- **Problem statement**: Copy out the items word for word, from the very first line through the line that contains "<point>70,20</point>", including both ends. Leave the pictures out of your copy.

- **Source material**:
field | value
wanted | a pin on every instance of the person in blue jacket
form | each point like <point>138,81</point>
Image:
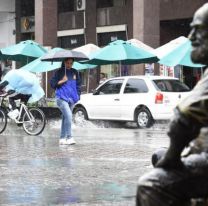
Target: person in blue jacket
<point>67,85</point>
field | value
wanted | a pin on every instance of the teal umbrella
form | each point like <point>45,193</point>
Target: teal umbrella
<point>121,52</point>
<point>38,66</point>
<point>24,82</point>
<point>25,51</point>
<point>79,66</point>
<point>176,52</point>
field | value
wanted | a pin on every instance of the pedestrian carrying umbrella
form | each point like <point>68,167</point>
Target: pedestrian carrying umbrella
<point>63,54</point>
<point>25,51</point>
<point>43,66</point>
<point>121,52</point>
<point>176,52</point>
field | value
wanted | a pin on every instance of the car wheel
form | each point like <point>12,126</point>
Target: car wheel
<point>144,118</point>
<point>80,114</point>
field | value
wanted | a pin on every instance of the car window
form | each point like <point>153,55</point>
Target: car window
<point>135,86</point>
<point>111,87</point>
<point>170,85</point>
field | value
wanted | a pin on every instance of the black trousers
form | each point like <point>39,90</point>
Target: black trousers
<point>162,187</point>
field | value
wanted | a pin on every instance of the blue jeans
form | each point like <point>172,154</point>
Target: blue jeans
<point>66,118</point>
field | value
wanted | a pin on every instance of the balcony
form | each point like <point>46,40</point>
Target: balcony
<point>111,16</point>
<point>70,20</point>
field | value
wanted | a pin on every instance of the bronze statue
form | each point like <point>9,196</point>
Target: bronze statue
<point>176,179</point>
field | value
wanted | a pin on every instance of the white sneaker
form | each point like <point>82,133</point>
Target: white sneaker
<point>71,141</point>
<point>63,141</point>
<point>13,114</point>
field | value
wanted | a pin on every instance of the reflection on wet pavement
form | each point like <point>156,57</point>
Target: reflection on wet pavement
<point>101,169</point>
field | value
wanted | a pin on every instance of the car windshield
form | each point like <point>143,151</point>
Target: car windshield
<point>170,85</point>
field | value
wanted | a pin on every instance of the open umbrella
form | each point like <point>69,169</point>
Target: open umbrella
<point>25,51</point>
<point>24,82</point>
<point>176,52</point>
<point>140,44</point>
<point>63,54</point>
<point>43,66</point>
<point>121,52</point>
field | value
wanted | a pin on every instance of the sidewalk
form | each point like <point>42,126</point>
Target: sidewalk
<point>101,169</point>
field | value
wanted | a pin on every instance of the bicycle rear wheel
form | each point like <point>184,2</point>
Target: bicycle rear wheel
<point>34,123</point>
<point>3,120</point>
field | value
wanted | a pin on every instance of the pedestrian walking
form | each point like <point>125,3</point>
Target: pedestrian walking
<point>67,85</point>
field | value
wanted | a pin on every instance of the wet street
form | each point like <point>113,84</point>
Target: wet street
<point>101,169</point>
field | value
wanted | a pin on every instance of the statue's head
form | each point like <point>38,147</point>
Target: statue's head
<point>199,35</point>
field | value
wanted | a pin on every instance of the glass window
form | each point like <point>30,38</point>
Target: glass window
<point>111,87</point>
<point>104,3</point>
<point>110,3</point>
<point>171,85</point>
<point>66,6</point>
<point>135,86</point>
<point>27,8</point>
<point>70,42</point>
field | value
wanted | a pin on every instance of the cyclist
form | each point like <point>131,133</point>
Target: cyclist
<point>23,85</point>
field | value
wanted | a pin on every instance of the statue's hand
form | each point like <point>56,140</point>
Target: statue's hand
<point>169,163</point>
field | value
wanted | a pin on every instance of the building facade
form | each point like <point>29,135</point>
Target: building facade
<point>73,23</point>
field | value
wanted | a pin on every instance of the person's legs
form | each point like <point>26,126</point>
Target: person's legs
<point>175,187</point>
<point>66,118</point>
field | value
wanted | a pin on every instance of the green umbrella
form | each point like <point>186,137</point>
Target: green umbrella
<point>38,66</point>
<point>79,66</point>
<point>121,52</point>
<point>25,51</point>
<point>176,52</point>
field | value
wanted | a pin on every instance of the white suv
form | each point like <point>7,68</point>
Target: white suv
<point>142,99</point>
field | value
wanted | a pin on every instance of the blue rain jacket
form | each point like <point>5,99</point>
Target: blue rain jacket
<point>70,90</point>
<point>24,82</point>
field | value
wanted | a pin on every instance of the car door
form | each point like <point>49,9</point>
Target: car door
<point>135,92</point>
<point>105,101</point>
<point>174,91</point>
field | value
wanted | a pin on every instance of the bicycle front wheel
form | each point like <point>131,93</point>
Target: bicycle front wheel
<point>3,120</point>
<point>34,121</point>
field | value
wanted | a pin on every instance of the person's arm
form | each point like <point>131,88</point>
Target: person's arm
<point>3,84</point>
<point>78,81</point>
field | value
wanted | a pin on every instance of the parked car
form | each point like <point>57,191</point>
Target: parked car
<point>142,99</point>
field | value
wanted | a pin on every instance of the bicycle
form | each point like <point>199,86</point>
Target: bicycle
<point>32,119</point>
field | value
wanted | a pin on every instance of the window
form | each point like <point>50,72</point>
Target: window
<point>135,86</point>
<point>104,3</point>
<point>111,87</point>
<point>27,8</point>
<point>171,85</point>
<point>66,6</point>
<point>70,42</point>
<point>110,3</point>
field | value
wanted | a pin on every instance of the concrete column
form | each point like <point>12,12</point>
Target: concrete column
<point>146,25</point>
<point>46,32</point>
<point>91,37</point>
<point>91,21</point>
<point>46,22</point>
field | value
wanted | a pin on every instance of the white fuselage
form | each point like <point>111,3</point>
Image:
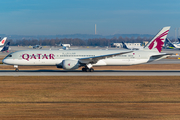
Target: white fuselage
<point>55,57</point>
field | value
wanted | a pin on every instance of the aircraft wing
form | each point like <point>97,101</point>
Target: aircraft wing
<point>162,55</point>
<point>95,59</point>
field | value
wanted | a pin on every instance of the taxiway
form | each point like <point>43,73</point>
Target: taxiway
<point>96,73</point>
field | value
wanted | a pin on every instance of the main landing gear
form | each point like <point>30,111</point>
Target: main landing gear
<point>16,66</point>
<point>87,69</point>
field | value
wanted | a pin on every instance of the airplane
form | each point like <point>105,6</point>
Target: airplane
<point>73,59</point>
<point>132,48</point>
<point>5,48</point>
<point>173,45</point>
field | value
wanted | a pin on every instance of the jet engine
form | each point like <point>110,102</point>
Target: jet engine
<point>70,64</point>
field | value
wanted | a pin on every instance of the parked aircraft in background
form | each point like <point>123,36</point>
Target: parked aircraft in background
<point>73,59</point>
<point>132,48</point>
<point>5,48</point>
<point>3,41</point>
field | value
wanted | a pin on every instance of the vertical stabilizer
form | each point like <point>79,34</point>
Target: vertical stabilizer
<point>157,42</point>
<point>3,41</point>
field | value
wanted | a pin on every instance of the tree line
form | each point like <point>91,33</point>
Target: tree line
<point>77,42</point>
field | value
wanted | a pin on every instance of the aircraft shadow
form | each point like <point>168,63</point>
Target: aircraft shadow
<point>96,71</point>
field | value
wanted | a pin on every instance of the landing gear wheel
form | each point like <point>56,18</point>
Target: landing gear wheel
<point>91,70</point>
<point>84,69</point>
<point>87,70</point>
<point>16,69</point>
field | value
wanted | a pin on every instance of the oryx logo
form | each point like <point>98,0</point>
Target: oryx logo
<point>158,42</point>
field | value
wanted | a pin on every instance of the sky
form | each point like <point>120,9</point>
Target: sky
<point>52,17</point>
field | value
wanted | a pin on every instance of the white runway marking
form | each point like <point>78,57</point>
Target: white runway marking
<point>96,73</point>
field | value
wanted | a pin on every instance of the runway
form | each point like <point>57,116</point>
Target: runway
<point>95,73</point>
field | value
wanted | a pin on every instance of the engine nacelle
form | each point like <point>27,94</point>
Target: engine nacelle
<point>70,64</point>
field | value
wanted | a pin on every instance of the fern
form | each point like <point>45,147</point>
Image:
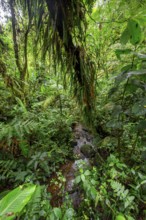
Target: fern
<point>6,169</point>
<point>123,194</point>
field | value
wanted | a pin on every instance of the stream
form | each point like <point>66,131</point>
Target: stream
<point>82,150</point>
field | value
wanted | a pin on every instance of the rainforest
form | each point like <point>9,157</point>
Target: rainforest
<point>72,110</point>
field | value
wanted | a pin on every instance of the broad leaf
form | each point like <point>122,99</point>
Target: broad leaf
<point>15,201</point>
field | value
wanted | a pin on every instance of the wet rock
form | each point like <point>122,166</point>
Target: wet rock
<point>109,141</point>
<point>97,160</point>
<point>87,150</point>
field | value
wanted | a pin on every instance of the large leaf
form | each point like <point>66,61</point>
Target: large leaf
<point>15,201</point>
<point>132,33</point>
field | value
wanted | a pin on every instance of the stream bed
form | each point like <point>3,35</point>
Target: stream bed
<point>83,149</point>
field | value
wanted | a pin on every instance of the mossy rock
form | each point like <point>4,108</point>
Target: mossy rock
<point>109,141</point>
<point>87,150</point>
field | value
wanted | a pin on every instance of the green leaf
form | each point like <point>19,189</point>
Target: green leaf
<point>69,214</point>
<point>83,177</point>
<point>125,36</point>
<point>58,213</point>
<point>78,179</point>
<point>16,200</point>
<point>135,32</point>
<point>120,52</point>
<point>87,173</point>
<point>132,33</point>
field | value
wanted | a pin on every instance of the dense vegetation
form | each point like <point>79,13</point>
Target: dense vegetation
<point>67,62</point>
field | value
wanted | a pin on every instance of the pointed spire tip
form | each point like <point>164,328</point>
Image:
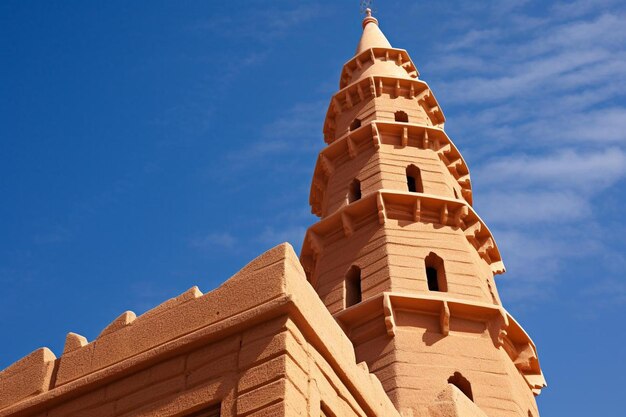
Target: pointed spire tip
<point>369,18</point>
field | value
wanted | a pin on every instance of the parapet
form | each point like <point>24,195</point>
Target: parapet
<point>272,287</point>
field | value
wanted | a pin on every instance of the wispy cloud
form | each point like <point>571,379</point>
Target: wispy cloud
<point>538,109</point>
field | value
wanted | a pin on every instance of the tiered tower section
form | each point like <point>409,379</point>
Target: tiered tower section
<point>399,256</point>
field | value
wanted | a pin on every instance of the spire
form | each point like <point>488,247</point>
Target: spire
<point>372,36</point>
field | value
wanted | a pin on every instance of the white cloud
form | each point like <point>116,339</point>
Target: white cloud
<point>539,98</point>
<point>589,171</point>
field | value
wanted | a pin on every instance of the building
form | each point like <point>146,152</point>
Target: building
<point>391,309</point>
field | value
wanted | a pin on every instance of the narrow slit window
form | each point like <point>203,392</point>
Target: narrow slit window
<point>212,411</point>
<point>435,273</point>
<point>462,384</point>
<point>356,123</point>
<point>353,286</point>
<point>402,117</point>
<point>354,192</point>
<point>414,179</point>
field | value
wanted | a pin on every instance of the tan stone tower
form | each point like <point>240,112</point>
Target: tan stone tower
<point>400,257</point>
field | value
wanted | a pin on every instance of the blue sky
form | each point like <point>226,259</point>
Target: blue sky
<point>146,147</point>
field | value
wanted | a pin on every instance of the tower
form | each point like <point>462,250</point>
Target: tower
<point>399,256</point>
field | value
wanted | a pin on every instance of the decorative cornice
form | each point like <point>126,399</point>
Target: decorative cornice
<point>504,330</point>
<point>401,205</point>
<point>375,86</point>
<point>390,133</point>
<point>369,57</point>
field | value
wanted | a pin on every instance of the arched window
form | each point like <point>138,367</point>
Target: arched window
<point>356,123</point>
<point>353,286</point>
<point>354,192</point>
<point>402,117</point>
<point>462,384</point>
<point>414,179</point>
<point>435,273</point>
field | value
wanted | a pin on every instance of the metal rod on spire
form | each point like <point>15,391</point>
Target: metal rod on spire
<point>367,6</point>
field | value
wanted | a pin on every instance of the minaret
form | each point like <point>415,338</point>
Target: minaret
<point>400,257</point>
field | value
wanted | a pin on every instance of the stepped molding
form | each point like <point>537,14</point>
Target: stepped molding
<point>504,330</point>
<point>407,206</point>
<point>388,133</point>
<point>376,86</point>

- **Right answer**:
field | value
wanted | a pin on every instance of the person in blue jacket
form | each point like <point>138,81</point>
Image:
Target: person in blue jacket
<point>67,85</point>
field | value
wanted | a pin on every instance of the teal umbrella
form | each point like <point>45,193</point>
Target: teal umbrella
<point>121,52</point>
<point>38,66</point>
<point>24,82</point>
<point>25,51</point>
<point>79,66</point>
<point>176,52</point>
field | value
wanted | a pin on every instance of the pedestrian carrying umbrella
form | each point like <point>68,167</point>
Target: pedestrian carrying umbrella
<point>63,54</point>
<point>25,51</point>
<point>43,66</point>
<point>121,52</point>
<point>176,52</point>
field | value
wanted | a pin on every instance of the car wheel
form | each point like <point>12,126</point>
Target: car wheel
<point>144,118</point>
<point>80,114</point>
field | value
wanted | a pin on every instance of the car window
form | each point like <point>153,55</point>
Target: car window
<point>135,86</point>
<point>111,87</point>
<point>170,85</point>
field | value
wanted | a pin on every instance of the black trousers
form | each point like <point>39,90</point>
Target: black trousers
<point>162,187</point>
field | value
wanted | a pin on every instance of the blue jeans
form | each point like <point>172,154</point>
Target: blue jeans
<point>66,118</point>
field | value
wanted | a pin on every instance of the balcony
form | each point like <point>46,40</point>
Target: balcony
<point>111,16</point>
<point>70,20</point>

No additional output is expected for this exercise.